**Task requirements**
Quote the entries from their very start through the line containing "column 628, row 963", including both of those end lines.
::::
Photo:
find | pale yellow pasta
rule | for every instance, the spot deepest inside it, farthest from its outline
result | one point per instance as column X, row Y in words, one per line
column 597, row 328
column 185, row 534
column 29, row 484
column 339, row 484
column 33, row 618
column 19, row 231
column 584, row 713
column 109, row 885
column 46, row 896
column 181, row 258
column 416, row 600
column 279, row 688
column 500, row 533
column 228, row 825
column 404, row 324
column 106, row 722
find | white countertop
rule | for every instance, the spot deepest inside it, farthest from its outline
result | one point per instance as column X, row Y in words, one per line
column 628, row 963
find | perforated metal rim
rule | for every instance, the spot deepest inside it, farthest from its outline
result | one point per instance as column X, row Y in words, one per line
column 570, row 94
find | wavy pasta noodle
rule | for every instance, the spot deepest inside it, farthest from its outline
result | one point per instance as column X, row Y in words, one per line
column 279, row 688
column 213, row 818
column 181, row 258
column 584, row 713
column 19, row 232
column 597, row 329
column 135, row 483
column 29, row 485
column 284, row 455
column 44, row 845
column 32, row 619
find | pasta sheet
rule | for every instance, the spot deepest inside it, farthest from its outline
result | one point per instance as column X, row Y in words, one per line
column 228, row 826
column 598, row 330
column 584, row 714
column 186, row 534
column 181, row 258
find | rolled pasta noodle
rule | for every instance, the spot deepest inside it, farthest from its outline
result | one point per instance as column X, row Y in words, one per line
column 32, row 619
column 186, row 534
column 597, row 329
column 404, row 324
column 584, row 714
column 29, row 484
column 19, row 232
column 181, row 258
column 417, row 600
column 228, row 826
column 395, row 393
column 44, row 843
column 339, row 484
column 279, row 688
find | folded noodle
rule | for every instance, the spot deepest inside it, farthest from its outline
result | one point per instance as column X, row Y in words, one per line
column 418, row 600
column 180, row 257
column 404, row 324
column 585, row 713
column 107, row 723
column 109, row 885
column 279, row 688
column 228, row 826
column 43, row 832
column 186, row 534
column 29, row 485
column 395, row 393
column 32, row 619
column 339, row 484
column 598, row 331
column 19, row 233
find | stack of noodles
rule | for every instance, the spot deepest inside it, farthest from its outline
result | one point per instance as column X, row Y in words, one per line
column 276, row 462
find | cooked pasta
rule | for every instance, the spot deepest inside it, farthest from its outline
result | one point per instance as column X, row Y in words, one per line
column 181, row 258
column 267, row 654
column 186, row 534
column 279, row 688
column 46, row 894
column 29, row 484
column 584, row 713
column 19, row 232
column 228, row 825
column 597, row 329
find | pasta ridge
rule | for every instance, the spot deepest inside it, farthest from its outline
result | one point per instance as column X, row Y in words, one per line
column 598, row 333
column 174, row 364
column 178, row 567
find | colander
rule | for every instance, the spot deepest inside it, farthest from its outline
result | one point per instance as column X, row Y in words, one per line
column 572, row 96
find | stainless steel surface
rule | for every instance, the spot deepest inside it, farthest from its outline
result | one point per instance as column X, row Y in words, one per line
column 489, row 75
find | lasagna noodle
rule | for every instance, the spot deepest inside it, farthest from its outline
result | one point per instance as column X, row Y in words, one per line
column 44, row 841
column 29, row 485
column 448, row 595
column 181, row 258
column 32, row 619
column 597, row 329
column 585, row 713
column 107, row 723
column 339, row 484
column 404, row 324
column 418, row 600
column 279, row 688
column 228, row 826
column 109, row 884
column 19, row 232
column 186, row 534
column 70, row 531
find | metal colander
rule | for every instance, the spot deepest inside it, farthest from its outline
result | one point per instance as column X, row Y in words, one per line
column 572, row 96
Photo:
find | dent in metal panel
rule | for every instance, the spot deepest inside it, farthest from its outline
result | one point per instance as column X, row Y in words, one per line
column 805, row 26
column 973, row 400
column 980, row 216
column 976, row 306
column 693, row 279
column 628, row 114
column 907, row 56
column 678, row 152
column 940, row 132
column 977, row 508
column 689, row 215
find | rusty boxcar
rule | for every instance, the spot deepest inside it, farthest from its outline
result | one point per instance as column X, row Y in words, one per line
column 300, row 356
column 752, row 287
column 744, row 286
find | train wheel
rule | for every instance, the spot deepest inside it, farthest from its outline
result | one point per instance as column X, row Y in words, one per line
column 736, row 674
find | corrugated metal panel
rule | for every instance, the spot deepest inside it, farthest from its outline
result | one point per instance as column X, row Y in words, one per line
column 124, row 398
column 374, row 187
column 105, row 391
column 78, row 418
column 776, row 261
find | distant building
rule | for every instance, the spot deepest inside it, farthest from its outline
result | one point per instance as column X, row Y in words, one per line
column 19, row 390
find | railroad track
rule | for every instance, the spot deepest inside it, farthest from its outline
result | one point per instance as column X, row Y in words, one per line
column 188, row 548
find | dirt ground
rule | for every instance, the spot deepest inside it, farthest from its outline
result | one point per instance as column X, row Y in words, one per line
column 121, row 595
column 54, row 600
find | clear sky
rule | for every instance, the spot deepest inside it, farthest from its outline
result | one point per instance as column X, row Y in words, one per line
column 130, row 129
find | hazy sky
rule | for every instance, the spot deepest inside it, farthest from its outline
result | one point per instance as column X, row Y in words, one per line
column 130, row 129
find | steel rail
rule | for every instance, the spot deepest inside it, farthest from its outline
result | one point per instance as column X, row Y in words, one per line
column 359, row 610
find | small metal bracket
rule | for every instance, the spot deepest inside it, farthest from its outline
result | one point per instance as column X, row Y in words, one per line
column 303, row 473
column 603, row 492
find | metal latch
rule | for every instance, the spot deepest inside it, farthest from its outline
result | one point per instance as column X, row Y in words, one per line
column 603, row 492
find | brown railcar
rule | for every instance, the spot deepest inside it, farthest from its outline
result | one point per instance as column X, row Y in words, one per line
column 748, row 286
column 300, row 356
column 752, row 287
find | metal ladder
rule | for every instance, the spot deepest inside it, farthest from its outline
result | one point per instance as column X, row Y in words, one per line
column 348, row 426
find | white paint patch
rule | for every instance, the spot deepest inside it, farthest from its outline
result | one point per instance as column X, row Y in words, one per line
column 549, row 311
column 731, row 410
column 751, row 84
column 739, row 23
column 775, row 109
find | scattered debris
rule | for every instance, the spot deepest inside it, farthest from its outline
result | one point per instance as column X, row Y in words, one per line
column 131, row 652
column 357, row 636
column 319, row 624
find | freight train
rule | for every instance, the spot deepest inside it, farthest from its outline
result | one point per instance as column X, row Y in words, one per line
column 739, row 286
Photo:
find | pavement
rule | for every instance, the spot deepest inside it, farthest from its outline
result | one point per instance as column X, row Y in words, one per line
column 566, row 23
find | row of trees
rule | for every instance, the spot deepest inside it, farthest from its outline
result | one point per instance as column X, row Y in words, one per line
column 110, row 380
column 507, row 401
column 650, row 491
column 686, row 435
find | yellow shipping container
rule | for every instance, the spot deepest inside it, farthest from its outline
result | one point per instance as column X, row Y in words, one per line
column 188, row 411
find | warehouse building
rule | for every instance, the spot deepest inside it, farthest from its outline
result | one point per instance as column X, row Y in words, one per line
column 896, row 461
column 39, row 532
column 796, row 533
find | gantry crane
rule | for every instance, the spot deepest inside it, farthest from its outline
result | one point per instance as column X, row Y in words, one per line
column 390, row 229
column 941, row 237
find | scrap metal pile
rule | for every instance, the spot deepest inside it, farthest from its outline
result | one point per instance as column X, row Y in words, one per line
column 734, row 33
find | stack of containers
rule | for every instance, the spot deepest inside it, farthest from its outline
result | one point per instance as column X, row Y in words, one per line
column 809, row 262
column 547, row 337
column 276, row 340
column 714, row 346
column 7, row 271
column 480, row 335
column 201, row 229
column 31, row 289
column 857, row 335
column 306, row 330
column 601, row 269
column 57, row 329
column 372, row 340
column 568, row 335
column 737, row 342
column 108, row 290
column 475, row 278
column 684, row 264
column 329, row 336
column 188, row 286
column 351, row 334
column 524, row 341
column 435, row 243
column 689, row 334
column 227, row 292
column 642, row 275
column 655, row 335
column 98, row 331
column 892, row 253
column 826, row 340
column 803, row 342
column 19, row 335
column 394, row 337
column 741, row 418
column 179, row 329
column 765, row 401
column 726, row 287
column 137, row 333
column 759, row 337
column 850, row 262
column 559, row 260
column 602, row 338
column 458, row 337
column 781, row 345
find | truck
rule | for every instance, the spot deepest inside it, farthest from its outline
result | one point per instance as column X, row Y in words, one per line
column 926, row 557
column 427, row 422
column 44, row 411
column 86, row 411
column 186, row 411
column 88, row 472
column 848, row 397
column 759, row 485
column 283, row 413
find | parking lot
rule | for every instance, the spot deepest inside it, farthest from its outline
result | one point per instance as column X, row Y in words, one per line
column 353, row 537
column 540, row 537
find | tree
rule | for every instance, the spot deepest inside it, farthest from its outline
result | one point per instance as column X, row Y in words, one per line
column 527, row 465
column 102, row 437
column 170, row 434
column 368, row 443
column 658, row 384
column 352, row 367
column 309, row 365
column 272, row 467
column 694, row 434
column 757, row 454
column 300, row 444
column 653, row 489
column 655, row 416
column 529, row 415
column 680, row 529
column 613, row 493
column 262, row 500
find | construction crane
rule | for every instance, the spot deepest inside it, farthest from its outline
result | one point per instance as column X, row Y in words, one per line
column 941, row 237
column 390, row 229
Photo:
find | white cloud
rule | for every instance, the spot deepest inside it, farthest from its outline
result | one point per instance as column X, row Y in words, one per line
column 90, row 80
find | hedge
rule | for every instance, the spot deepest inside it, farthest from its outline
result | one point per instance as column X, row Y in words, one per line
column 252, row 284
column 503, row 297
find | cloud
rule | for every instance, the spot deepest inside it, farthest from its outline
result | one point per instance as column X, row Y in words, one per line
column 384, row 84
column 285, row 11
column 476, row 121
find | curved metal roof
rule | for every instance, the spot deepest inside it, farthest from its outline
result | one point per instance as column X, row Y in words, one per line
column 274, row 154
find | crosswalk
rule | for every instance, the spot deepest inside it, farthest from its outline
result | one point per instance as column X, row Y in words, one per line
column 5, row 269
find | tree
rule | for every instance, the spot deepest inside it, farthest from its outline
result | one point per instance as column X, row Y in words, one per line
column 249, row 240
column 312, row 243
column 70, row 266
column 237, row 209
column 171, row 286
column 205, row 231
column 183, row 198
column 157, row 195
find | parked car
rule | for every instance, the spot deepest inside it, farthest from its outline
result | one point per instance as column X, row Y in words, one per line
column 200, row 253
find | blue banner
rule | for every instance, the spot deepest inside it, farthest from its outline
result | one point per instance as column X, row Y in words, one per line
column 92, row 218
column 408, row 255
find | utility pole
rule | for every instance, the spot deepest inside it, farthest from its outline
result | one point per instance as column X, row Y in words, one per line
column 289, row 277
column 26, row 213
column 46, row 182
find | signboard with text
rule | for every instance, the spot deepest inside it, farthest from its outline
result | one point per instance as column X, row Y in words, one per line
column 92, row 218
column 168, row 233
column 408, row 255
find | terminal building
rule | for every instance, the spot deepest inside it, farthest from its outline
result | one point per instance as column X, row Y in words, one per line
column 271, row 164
::::
**The completed task**
Photo:
find | pale yellow pasta
rule | for every instance, the spot deepest inside it, farthest from its outline
result | one point per instance as column X, row Y in words, one per line
column 597, row 328
column 185, row 534
column 29, row 484
column 339, row 484
column 33, row 618
column 19, row 231
column 584, row 713
column 109, row 885
column 46, row 896
column 181, row 258
column 416, row 600
column 279, row 688
column 500, row 533
column 228, row 825
column 404, row 324
column 106, row 722
find | white countertop
rule | for every instance, the spot deepest inside it, farthest from its outline
result | one point per instance as column X, row Y in words, one per line
column 628, row 963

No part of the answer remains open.